A data block
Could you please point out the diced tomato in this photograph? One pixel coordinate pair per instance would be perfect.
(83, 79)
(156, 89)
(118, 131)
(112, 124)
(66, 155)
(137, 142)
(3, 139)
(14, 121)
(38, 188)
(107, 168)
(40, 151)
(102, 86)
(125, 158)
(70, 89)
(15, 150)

▸ TASK INSTRUCTIONS: In the items above, swap "diced tomato" for "tomato cube" and leave every other part of the lines unchanged.

▸ THE OUTPUT:
Could you please point out the tomato cube in this photograph? One pixel coordinate pair per instance would be perfect.
(83, 79)
(156, 89)
(118, 131)
(112, 124)
(66, 155)
(137, 142)
(3, 139)
(14, 121)
(38, 188)
(107, 168)
(40, 151)
(102, 86)
(125, 158)
(70, 89)
(15, 150)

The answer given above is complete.